# TASK TO CARRY OUT
Please copy the Drayson Racing Le Mans report below word for word, in full.

# PASSAGE TO READ

※

Drayson Racing to Make Le Mans Premiere from 9th on LM GT2 Grid with Aston Martin and All-British Line-up
LE MANS, FRANCE- Drayson Racing is set to make its premier in the 24 Hours of Le Mans from the ninth position of the LM GT2 grid. In the process, the No. 87 Drayson Racing Aston Martin Vantage GT2 will make a dream come true for the all-British driving team of Paul Drayson (London/Gloucestershire, UK), Jonny Cocker (Guisborough, Yorks, UK) and Marino Franchitti (London/Edinburgh, UK). Cocker, the young, sports car prodigy, set the ninth-quickest lap of the class with a time of four minutes, 6.482 seconds around the 13.629 Km/8.468 mile-long Circuit de la Sarthe. It was Cocker's first qualifying attempt on the track.
Cocker's fastest lap came at the start of the second of two, two hour sessions. He pulled the entry of the Official Partner Team of Aston Martin Racing (AMR) from the garage moments after 22:00 and turned the best lap on the first of his two "flying" laps. After a week of rain, including Wednesday's first six-hour practice session, the track had begun to improve in grip. Furthermore, the team and drivers had begun to find the secrets of campaigning a car on the world's most famous sports car course. Drayson and Cocker are both "rookies" at Le Mans getting their first taste of the full circuit only yesterday. Franchitti has a single start here in 2005.

※

# INFORMATION SHOWN
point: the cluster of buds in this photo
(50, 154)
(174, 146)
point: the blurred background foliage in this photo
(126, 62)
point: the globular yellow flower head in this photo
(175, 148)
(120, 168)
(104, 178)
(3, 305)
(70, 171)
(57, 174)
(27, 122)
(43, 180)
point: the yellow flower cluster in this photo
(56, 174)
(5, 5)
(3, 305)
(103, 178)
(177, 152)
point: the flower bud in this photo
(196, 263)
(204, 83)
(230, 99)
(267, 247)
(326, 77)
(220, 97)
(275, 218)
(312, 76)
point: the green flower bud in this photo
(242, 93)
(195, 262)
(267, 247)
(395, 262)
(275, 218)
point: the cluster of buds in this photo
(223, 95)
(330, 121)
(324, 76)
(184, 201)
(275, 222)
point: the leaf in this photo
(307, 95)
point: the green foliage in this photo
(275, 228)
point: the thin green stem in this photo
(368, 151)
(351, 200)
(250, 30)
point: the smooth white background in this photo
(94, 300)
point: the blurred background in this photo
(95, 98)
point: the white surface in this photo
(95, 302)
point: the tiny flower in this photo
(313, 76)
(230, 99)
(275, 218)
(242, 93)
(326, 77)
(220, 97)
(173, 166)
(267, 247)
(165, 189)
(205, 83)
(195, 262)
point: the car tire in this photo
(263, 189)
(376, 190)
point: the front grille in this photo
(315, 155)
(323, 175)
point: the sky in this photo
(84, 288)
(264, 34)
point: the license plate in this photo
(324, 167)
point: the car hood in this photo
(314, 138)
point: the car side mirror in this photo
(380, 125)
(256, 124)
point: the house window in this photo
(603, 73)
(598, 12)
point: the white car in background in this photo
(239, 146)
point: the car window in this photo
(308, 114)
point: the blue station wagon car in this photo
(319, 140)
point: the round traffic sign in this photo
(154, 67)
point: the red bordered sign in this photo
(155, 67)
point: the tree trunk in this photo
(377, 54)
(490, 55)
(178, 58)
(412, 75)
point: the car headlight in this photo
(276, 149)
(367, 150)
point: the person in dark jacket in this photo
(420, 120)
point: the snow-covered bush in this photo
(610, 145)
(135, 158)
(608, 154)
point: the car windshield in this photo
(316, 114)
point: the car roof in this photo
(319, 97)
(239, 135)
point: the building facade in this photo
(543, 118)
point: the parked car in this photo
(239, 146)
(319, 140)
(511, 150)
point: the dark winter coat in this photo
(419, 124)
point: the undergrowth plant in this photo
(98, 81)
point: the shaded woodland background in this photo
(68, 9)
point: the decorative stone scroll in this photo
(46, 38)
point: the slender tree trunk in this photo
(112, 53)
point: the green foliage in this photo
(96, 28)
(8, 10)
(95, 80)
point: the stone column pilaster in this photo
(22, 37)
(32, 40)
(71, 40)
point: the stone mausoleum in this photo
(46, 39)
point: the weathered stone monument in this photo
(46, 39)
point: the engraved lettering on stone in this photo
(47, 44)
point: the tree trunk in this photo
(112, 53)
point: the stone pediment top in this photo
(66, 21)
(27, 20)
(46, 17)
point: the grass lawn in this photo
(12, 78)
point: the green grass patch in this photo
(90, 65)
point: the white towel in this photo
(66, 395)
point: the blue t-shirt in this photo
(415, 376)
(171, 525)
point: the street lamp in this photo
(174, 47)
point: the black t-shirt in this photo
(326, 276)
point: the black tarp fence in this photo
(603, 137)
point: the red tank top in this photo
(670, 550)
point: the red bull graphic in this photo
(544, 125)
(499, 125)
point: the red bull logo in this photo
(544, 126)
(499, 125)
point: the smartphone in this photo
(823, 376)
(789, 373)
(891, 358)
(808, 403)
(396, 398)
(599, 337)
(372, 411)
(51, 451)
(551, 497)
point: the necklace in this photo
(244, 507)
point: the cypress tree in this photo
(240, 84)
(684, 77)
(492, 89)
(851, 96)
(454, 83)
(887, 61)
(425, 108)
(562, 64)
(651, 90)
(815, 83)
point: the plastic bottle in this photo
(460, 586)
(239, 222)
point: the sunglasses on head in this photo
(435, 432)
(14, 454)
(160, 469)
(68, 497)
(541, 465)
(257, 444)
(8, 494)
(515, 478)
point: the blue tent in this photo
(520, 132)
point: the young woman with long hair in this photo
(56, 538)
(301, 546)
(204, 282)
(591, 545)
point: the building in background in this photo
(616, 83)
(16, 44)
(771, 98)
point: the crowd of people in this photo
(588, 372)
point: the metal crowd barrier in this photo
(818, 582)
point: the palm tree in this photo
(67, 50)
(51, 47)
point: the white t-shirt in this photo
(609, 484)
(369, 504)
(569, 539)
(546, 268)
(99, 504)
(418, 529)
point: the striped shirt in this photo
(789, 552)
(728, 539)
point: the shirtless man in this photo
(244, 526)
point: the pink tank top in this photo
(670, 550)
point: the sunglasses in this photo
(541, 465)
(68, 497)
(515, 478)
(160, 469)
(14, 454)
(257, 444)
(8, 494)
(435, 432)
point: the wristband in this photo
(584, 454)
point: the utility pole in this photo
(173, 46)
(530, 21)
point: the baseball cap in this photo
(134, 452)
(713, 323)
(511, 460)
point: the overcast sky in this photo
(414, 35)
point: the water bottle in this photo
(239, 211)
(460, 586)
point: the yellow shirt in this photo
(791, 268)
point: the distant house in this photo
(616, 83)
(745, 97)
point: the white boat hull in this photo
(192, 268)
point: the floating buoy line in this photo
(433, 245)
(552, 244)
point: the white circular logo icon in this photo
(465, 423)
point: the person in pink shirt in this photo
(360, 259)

※

# YOUR RESPONSE
Drayson Racing to Make Le Mans Premiere from 9th on LM GT2 Grid with Aston Martin and All-British Line-up
LE MANS, FRANCE- Drayson Racing is set to make its premier in the 24 Hours of Le Mans from the ninth position of the LM GT2 grid. In the process, the No. 87 Drayson Racing Aston Martin Vantage GT2 will make a dream come true for the all-British driving team of Paul Drayson (London/Gloucestershire, UK), Jonny Cocker (Guisborough, Yorks, UK) and Marino Franchitti (London/Edinburgh, UK). Cocker, the young, sports car prodigy, set the ninth-quickest lap of the class with a time of four minutes, 6.482 seconds around the 13.629 Km/8.468 mile-long Circuit de la Sarthe. It was Cocker's first qualifying attempt on the track.
Cocker's fastest lap came at the start of the second of two, two hour sessions. He pulled the entry of the Official Partner Team of Aston Martin Racing (AMR) from the garage moments after 22:00 and turned the best lap on the first of his two "flying" laps. After a week of rain, including Wednesday's first six-hour practice session, the track had begun to improve in grip. Furthermore, the team and drivers had begun to find the secrets of campaigning a car on the world's most famous sports car course. Drayson and Cocker are both "rookies" at Le Mans getting their first taste of the full circuit only yesterday. Franchitti has a single start here in 2005.